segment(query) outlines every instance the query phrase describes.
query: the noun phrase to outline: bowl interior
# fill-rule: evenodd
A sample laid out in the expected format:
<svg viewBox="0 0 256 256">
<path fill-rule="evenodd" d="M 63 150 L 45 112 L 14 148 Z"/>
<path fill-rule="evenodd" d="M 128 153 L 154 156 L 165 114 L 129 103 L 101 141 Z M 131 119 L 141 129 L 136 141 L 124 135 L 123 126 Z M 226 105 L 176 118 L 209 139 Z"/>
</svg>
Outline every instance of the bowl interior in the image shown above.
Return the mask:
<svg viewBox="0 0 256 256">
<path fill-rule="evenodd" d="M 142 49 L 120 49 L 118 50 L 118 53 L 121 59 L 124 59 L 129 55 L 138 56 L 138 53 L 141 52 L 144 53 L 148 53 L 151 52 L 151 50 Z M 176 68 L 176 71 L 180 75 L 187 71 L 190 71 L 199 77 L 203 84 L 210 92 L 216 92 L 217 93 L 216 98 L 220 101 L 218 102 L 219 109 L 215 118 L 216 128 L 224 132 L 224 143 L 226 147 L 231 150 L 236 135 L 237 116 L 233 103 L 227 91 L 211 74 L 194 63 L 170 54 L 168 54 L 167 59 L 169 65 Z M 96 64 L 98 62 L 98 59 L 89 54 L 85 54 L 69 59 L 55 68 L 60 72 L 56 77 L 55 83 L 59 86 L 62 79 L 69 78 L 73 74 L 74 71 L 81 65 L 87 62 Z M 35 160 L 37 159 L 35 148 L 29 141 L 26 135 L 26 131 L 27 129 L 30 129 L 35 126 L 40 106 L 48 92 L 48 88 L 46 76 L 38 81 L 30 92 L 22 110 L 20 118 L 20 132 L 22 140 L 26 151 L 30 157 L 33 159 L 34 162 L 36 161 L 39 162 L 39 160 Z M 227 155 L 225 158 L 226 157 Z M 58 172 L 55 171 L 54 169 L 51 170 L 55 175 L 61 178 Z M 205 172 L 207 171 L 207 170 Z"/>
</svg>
* * * * *
Resize the data above by writing every line out again, requests included, and multiplying each number in the answers (the viewBox values and the path coordinates) by 0.35, rounding to whole numbers with halves going up. Leave the numbers in the requests and their format samples as they are.

segment(query) outlines every instance the query phrase describes.
query: the noun phrase to outline: bowl interior
# fill-rule: evenodd
A sample laid out in the expected format:
<svg viewBox="0 0 256 256">
<path fill-rule="evenodd" d="M 63 150 L 45 112 L 14 148 Z"/>
<path fill-rule="evenodd" d="M 128 153 L 154 156 L 165 114 L 129 103 L 101 141 Z M 131 119 L 141 129 L 136 141 L 124 135 L 123 126 Z M 226 105 L 176 118 L 209 139 Z"/>
</svg>
Outline every instance of the bowl interior in the image shown above.
Return the mask:
<svg viewBox="0 0 90 90">
<path fill-rule="evenodd" d="M 50 17 L 42 17 L 41 18 L 41 19 L 42 21 L 43 21 L 45 19 L 48 20 L 48 19 L 49 18 L 50 19 L 52 19 L 53 18 L 53 18 Z M 62 24 L 62 25 L 63 26 L 65 25 L 67 25 L 70 27 L 71 29 L 74 32 L 76 32 L 76 33 L 76 34 L 77 35 L 76 36 L 77 38 L 75 41 L 76 45 L 78 46 L 78 50 L 79 51 L 81 53 L 83 47 L 83 41 L 82 36 L 79 32 L 74 26 L 68 22 L 60 19 L 59 19 L 58 21 L 59 23 Z M 34 22 L 34 22 L 34 21 L 31 19 L 30 19 L 24 21 L 19 24 L 21 25 L 20 27 L 19 29 L 21 30 L 22 28 L 24 27 L 26 26 L 26 25 L 28 23 L 30 22 Z M 12 56 L 13 56 L 12 52 L 10 49 L 9 47 L 9 46 L 9 45 L 11 45 L 12 44 L 14 37 L 17 32 L 17 31 L 16 27 L 13 28 L 11 32 L 8 39 L 7 41 L 7 46 L 8 49 L 9 53 L 11 55 L 12 56 L 12 57 L 13 56 L 14 57 L 14 56 Z M 79 54 L 79 55 L 79 55 Z M 20 60 L 19 60 L 19 59 L 18 60 L 19 61 L 21 62 Z M 72 60 L 72 60 L 72 60 Z"/>
</svg>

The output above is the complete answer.